#### TASK PROMPT:
Which of the lines below hold "bare"? Please return each one.

+++

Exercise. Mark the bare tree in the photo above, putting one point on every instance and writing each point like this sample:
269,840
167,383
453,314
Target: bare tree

+++

#### THE ANSWER:
Exercise. Mark the bare tree in the photo above, putting one point on every instance and writing each point like this sample:
Target: bare tree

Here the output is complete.